» Task brief
Print out the entries below with no edits.

» Dataset excerpts
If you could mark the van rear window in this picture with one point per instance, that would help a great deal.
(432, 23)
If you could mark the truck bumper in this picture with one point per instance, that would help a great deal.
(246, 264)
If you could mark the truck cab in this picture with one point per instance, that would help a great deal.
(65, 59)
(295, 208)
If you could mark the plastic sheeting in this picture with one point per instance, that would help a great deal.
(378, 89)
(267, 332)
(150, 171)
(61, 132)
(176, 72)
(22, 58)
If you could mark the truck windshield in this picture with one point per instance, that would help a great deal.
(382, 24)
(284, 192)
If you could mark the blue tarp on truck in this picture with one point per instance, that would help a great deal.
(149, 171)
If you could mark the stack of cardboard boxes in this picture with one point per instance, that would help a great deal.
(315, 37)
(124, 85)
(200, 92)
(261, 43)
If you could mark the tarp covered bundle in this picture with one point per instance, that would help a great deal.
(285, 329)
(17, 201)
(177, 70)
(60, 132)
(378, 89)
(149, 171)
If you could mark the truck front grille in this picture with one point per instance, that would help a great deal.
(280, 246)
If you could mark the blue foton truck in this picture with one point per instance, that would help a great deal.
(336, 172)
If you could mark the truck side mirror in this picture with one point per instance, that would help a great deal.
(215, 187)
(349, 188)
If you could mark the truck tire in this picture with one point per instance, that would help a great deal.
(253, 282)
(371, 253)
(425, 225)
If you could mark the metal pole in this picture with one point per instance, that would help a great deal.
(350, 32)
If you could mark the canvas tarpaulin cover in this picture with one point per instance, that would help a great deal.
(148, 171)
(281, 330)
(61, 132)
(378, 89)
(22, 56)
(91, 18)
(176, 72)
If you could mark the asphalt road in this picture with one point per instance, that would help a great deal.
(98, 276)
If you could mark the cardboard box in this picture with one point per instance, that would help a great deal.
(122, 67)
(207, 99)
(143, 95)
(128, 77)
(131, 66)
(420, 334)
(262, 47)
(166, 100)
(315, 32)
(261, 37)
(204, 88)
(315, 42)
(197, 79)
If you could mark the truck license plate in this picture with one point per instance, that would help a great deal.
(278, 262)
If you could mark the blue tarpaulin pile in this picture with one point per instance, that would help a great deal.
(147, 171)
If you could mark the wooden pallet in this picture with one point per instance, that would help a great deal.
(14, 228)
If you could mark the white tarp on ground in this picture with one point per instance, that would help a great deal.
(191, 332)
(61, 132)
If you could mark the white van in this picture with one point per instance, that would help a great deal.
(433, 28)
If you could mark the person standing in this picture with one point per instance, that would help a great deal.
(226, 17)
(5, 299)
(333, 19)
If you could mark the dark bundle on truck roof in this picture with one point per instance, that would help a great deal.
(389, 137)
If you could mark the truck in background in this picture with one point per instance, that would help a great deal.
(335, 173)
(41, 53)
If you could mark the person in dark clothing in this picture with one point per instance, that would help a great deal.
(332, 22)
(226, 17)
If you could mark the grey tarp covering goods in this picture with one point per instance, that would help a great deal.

» Solution for this exercise
If you could mark the van rear window in this picture with one point per instance, that would help a great deal.
(432, 23)
If you could mark the truck bumper in this picture with one point per instance, that would help a great deal.
(246, 264)
If you could mark the truck cab in this picture with one point per instance, that would help a great deal.
(65, 59)
(295, 208)
If you could mark the plastic sheeting in this picture with one point per instance, that would help a great deal.
(378, 89)
(267, 332)
(150, 171)
(61, 132)
(176, 72)
(22, 58)
If you could mark the truck windshield in this picture with one point per instance, that would help a great deal.
(382, 24)
(284, 192)
If you could mark the blue tarp on truck in this picture with one point per instance, that would help a great deal.
(149, 171)
If you could mark the stack of cardboard boxes in this picture with one point per instance, that would help a great deal.
(315, 37)
(124, 85)
(200, 92)
(261, 43)
If you could mark the tarp covered bundle in this picture with one point per instance, that would help a great deal.
(285, 329)
(17, 201)
(177, 70)
(60, 132)
(378, 89)
(149, 171)
If you could mark the truck front grille in this picture with one point per instance, that would help a great deal.
(280, 246)
If you could mark the blue foton truck in this picture with one point per instance, that would help a great deal.
(336, 172)
If you could mark the truck side mirror in this picture with one point per instance, that would help a great deal.
(215, 187)
(349, 188)
If you could mark the truck tire in this picture with one point per instance, that would help a great deal.
(253, 282)
(371, 253)
(425, 225)
If you could mark the metal pole in this picture with one point per instance, that would help a great deal.
(350, 32)
If you could mark the canvas tarpaulin cover in this picture with one point per instance, that would help a great deal.
(148, 171)
(281, 330)
(61, 132)
(378, 89)
(22, 56)
(91, 18)
(176, 72)
If you could mark the asphalt road in this picture with one point per instance, that would help a great deal.
(98, 276)
If you could mark the cardboard box in this picture with one point per instance, that would help a great deal.
(122, 67)
(207, 99)
(143, 95)
(128, 77)
(131, 66)
(420, 334)
(262, 47)
(166, 100)
(315, 32)
(261, 37)
(204, 88)
(315, 42)
(197, 79)
If you could mark the truck license plate in this picture with one point per instance, that would help a great deal.
(278, 262)
If you could mark the blue tarpaulin pile in this picture with one point per instance, that would help a great deal.
(147, 171)
If you could mark the wooden pallet in this picture with one point per instance, that would help a great deal.
(14, 228)
If you could mark the white tarp on ground in this picture with one point per instance, that would help a great deal.
(191, 332)
(61, 132)
If you could mark the white van in this picture with one point per instance, that would help a great deal.
(433, 28)
If you could mark the person standing in this picture with one point per instance, that would help a great deal.
(226, 17)
(5, 299)
(333, 19)
If you could mark the dark bundle on truck roof in this picture with one point per instance, that would help a great deal.
(389, 137)
If you could mark the truck in background in this picture with one point per instance, that would help a great deal.
(335, 173)
(41, 53)
If you could mark the person in dark clothing in this picture with one point per instance, that would help a great deal.
(332, 22)
(226, 17)
If you could mark the grey tarp covering goods in this picture with one point per instance, that would help a great deal.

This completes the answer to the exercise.